__Problem__
Copy out all of the records below word for word, leaving out the pictures.

════════════════

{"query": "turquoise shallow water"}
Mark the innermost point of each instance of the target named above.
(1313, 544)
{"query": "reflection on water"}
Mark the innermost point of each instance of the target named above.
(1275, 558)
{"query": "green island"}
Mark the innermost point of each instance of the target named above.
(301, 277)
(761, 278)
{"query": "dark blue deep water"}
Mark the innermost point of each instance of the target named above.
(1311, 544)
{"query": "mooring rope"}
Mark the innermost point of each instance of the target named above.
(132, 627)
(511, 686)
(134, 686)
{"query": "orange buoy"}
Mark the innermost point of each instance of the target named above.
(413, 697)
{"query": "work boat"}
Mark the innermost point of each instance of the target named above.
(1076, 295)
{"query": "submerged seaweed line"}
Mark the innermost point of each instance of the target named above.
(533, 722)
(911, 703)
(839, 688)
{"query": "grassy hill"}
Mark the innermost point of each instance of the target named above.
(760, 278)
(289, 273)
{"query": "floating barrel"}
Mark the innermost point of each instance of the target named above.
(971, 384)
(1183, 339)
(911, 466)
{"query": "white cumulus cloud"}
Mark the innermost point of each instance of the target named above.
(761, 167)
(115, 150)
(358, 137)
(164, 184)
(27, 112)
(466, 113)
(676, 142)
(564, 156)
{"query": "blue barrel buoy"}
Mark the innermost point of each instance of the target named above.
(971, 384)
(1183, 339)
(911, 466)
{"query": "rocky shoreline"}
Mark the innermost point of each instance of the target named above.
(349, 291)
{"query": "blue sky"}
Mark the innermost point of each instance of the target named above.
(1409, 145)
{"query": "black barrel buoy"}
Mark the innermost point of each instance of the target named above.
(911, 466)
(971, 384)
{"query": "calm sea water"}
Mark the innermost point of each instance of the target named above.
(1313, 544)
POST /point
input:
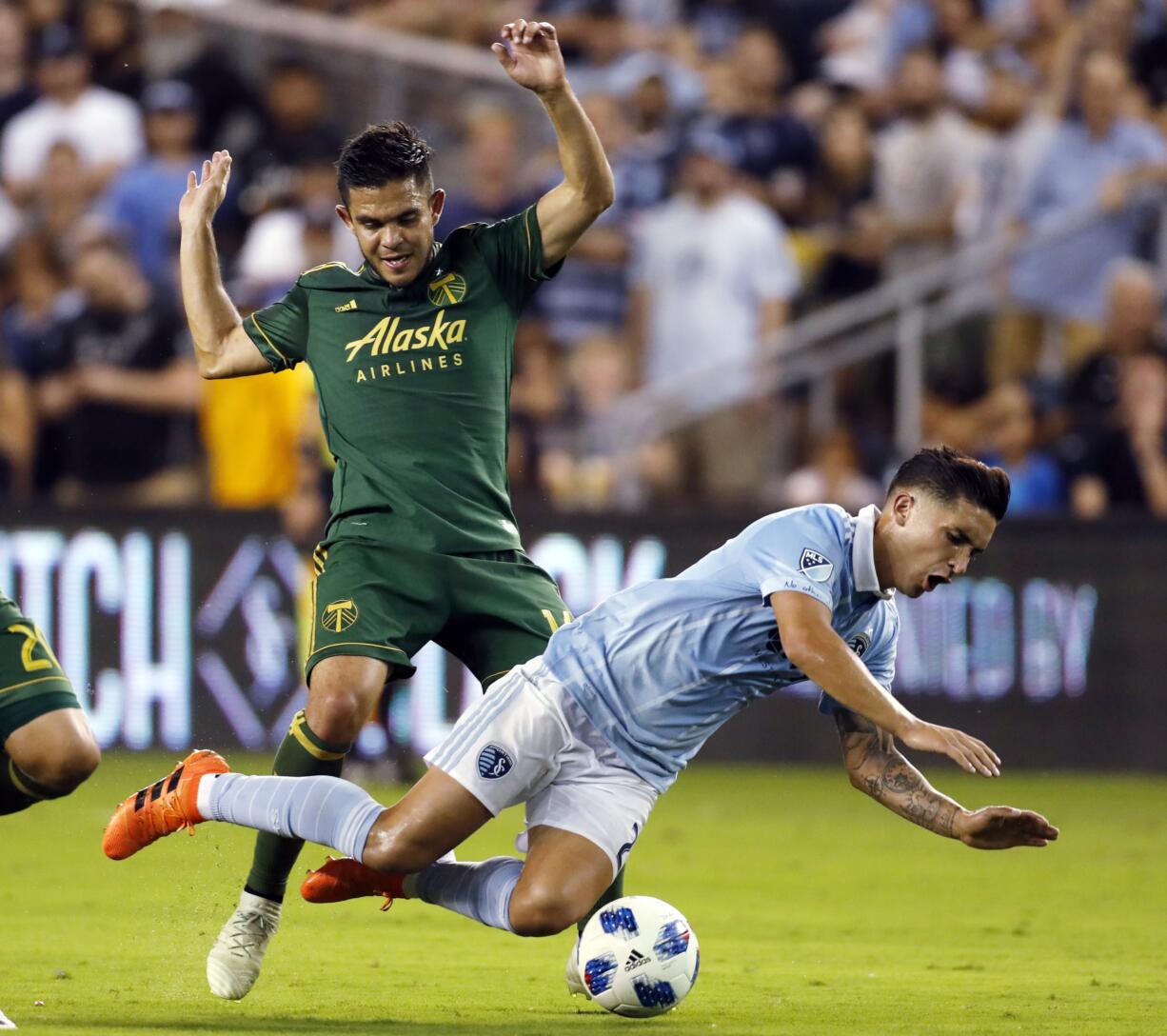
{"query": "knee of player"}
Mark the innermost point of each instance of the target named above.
(67, 767)
(391, 848)
(541, 910)
(336, 715)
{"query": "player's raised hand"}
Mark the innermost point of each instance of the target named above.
(1002, 827)
(206, 193)
(966, 751)
(530, 55)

════════════════

__Completed exercise__
{"query": "turquoise shallow water"}
Mark the innermost point of each instance of the target named above.
(1313, 544)
{"query": "reflection on water"}
Mark the innermost point of each instance of the target named above.
(1275, 558)
{"query": "green island"}
Mark the innermost point of each instance of the target named above.
(301, 277)
(761, 278)
{"query": "dark blue deep water"}
Mark the innermost point of each instance of the target named above.
(1311, 544)
{"query": "mooring rope"}
Mark the innermost point of each instance of the target named above.
(132, 627)
(511, 686)
(134, 686)
{"query": "orange buoy"}
Mark the innermost point of each instance of the target named above.
(413, 697)
{"query": "work boat"}
Mark the innermost point of each instance of the target named above.
(1076, 295)
{"query": "submerged seaweed line"}
Mark the innermost point of each instance of the target named above.
(533, 722)
(911, 703)
(839, 688)
{"query": "grassy hill"}
Mark the innermost point of each instance of the target named above.
(760, 278)
(289, 273)
{"query": "floating barrel"}
Mark the innermost point of each instance of the target named above.
(971, 384)
(1183, 339)
(911, 466)
{"query": "white cumulus cloud"}
Mark the innermost point of each instance of the target named above.
(761, 167)
(115, 150)
(358, 137)
(164, 184)
(27, 112)
(466, 113)
(676, 142)
(564, 156)
{"query": "blue barrel buoy"}
Mark the innermost point of each instance of the target named above.
(971, 384)
(1183, 339)
(911, 466)
{"query": "rocky shoreline"}
Mark the innermost point of each instance of the target named above.
(349, 291)
{"query": "blue sky"}
Mark the innermost point of each instance of the target named above.
(1409, 145)
{"query": "black barrel buoy"}
Mark the innermost point of each instance of the target named above.
(911, 466)
(971, 384)
{"query": "calm sea water"}
Mark the innermost point of each instance of the target named above.
(1313, 544)
POST /point
input:
{"query": "knee of player"}
Mark the innermost point of each instance of the target named above.
(67, 767)
(391, 848)
(541, 910)
(336, 715)
{"query": "player's raised hand"}
Mark the innermost point of each instance of the target named above.
(1002, 827)
(206, 193)
(966, 751)
(530, 55)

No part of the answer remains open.